*EXERCISE DIRECTIONS*: If a record holds a picture, skip the picture but print everything else exactly.
##########
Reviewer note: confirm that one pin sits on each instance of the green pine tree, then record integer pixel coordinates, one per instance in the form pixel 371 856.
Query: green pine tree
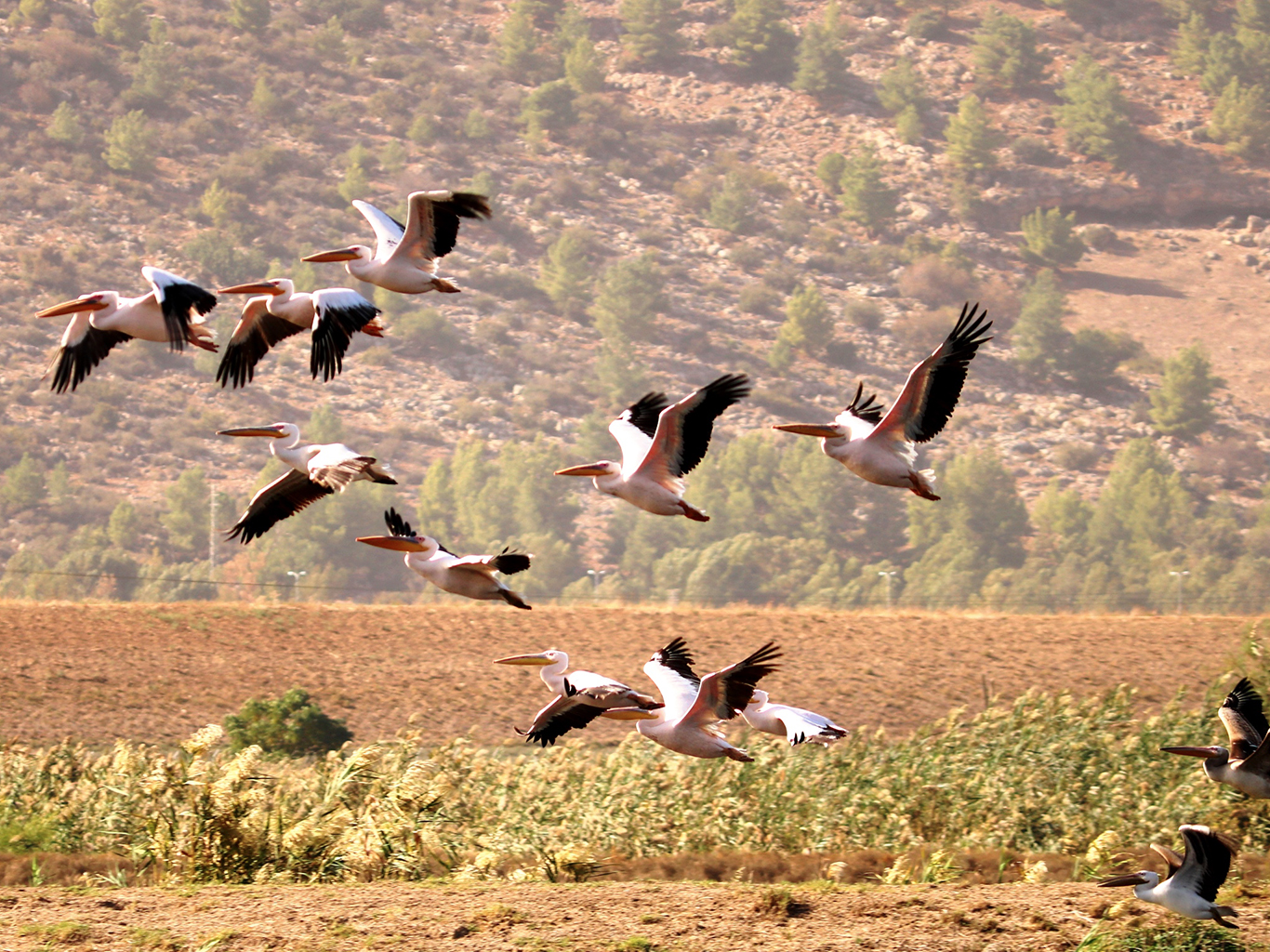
pixel 1241 120
pixel 1095 115
pixel 651 31
pixel 761 40
pixel 1183 405
pixel 971 139
pixel 1006 54
pixel 865 195
pixel 1049 239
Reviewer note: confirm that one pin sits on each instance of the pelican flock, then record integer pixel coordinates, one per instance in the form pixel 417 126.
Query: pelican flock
pixel 661 443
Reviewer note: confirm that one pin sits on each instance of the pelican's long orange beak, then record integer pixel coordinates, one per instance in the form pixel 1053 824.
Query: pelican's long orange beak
pixel 809 430
pixel 76 306
pixel 1193 751
pixel 1131 879
pixel 273 431
pixel 253 287
pixel 339 254
pixel 398 544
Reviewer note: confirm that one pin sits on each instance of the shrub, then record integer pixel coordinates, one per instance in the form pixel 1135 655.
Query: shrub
pixel 1006 55
pixel 1049 238
pixel 286 726
pixel 1095 115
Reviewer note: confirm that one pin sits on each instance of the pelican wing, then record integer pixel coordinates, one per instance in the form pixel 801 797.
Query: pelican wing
pixel 807 725
pixel 281 499
pixel 336 466
pixel 1243 719
pixel 339 313
pixel 725 694
pixel 670 670
pixel 933 386
pixel 564 714
pixel 1170 857
pixel 683 430
pixel 178 298
pixel 1207 861
pixel 254 334
pixel 509 562
pixel 388 230
pixel 83 347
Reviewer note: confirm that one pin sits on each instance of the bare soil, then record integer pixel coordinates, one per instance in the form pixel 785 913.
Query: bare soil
pixel 681 917
pixel 155 673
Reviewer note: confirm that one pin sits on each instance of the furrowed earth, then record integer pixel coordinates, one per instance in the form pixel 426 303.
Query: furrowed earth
pixel 155 673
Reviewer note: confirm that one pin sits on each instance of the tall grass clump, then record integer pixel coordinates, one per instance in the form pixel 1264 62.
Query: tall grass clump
pixel 1045 774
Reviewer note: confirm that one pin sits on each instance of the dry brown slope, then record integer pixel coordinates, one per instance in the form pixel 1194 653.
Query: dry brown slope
pixel 158 671
pixel 684 917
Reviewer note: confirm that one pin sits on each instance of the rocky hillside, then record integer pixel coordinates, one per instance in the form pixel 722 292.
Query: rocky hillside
pixel 254 124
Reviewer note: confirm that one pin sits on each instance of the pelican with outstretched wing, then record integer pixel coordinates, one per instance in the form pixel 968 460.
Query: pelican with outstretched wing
pixel 794 723
pixel 662 442
pixel 316 469
pixel 170 312
pixel 470 576
pixel 332 315
pixel 406 257
pixel 579 698
pixel 1246 763
pixel 883 448
pixel 1191 886
pixel 694 707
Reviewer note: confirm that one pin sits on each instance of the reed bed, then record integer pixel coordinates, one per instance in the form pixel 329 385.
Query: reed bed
pixel 1045 774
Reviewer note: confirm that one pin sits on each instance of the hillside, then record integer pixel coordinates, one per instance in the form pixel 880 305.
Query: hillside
pixel 258 131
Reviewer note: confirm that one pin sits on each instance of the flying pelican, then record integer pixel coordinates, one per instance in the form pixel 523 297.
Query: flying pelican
pixel 170 312
pixel 406 257
pixel 791 722
pixel 1246 765
pixel 883 450
pixel 1191 888
pixel 662 442
pixel 471 576
pixel 333 315
pixel 316 469
pixel 579 698
pixel 694 707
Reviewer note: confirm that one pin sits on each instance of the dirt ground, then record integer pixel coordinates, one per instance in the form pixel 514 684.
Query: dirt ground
pixel 601 918
pixel 155 673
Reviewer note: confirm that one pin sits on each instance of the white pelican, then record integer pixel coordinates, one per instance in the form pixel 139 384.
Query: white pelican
pixel 883 450
pixel 790 722
pixel 661 443
pixel 334 315
pixel 1246 765
pixel 170 312
pixel 471 576
pixel 406 257
pixel 1191 889
pixel 580 697
pixel 694 707
pixel 316 469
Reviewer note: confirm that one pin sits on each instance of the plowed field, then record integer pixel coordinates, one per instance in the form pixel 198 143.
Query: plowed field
pixel 155 673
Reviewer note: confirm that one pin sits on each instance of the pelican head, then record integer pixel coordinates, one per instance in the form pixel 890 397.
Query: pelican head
pixel 540 660
pixel 1144 878
pixel 97 301
pixel 276 431
pixel 400 544
pixel 825 430
pixel 273 285
pixel 604 468
pixel 340 254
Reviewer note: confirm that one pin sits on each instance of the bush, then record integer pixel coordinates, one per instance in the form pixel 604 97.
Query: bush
pixel 1049 239
pixel 286 726
pixel 1095 115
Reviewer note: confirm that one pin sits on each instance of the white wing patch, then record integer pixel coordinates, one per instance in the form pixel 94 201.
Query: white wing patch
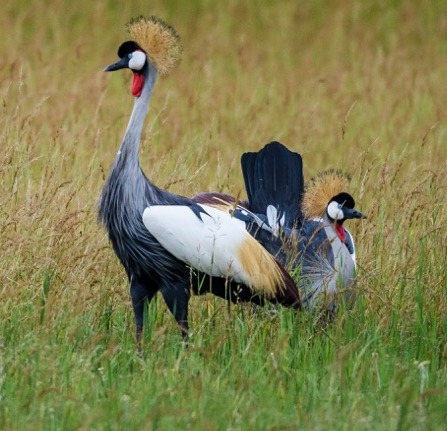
pixel 211 244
##########
*ANSWER*:
Reviewer note: confirm that one pin sits on each instance of the green pine tree, then record integer pixel coordinates, one per instance in the form pixel 371 856.
Query: green pine tree
pixel 1241 120
pixel 1095 115
pixel 651 31
pixel 761 40
pixel 1183 405
pixel 971 139
pixel 1006 54
pixel 865 195
pixel 1049 239
Reviewer note: confirm that one pin sits on each instance of the pelican flock, then record integer pixel coordinates, one per instance in the form pixel 417 126.
Query: pelican flock
pixel 661 443
Reviewer note: confirm that one pin sits on each instance of the pelican's long orange beak, then record integer pixel coordinates, one per instance in the form pixel 1053 824.
Query: pelican's long orange beak
pixel 809 430
pixel 76 306
pixel 1193 751
pixel 1131 879
pixel 273 431
pixel 253 287
pixel 339 254
pixel 398 544
Reviewer note: confirm that one pin sits on each instance of the shrub, then record integer pixel coordinates, one per instance in the form pixel 1135 655.
Query: shrub
pixel 1006 55
pixel 1049 238
pixel 286 726
pixel 1095 115
Reviewer note: confirm that one pin sits on each instance of the pelican wing, then record integer pixel coordinates, one per instance in the form pixel 801 797.
Query: pelican wing
pixel 807 725
pixel 281 499
pixel 336 466
pixel 1243 719
pixel 339 313
pixel 725 694
pixel 670 670
pixel 933 386
pixel 564 714
pixel 1170 857
pixel 683 430
pixel 178 298
pixel 1207 861
pixel 254 334
pixel 509 562
pixel 388 230
pixel 83 347
Reviewer note: confirm that one pin sits on each instance of the bare soil, then record integer pixel coordinates, one per instance in the form pixel 785 913.
Query: bare soil
pixel 681 917
pixel 155 673
Reviewer note: confirm that one pin sits on each instance of the furrowed earth, then record integer pixel coordinates, one per instance in the form pixel 426 303.
Query: furrowed earth
pixel 155 673
Reviewer note: confirm that one pin sits on each instance of the tall grass clump, then record integer pixel coordinates, one per instance in the form pixel 1264 62.
Query: tall grass clump
pixel 1045 774
Reviewer note: confirm that one pin sits on each instance of the dry brown slope, then record integer pixel coordinates, one per instance in the form pixel 1194 653.
Query: dry brown slope
pixel 158 671
pixel 684 917
Reviewer note: confirm that one pin sits on each instance of the rocky hillside, then record integer pixel coordinates, one per instance in the form pixel 722 292.
Query: rocky hillside
pixel 254 124
Reviewer note: confirm that one pin sits on each instance of the pelican with outstretched wing, then record integer pixel coordinates, one per instance in the form pixel 968 460.
Query: pelican with outstretched wing
pixel 794 723
pixel 662 442
pixel 316 469
pixel 170 312
pixel 470 576
pixel 332 315
pixel 406 257
pixel 579 698
pixel 1246 763
pixel 883 448
pixel 1191 886
pixel 694 707
Reviewer note: confirm that one pin sits on each instance of the reed bed, then record integer pixel coordinates, one per instance in the form pixel 329 385.
Query: reed bed
pixel 1045 774
Reviewer note: confirm that one pin sits on each instance of the hillside, then record integer pixel coordinates, one per instance in the form pixel 880 305.
Query: hillside
pixel 258 131
Reviewer note: confirm that one pin sits on each instance of the flying pelican, then record integer pixel coordinates, one per instance in the form pixel 523 297.
Query: flying pelican
pixel 170 312
pixel 406 257
pixel 791 722
pixel 1246 765
pixel 883 450
pixel 1191 888
pixel 662 442
pixel 471 576
pixel 333 315
pixel 316 469
pixel 579 698
pixel 694 707
Reviewer note: confirm that one pin sits on each instance of the dirt ground, then record integer pixel coordinates, one per instance in the form pixel 514 684.
Query: dirt ground
pixel 601 918
pixel 155 673
Reviewer note: confirm that one pin sits on each instance of the white pelican, then record integer pixel coordinates, one per instance in the form pixel 139 384.
Query: white pelican
pixel 883 450
pixel 790 722
pixel 661 443
pixel 334 315
pixel 1246 765
pixel 170 312
pixel 471 576
pixel 406 257
pixel 1191 889
pixel 580 697
pixel 694 707
pixel 316 469
Reviewer note: confirm that one pin sits on each instance of the plowed field, then record integer pixel coordinates, one per instance in the form pixel 198 143.
Query: plowed field
pixel 155 673
Reviewer note: confirm that one pin sits on each instance of the pelican head, then record integer pixel coordinates, one per instance in the form pixel 890 397.
Query: pelican head
pixel 540 660
pixel 1144 878
pixel 97 301
pixel 276 431
pixel 400 544
pixel 825 430
pixel 273 285
pixel 604 468
pixel 340 254
Reviewer note: confirm that one pin sits on each instance of the bush, then record integer pixel coordinates, one per instance in the form pixel 604 97.
Query: bush
pixel 1049 239
pixel 286 726
pixel 1095 115
Reviewer note: confirm that one pin sits on each instance of the white wing patch, then record integer pixel coordinates, one per instance in the form pixel 94 201.
Query: white wing patch
pixel 211 244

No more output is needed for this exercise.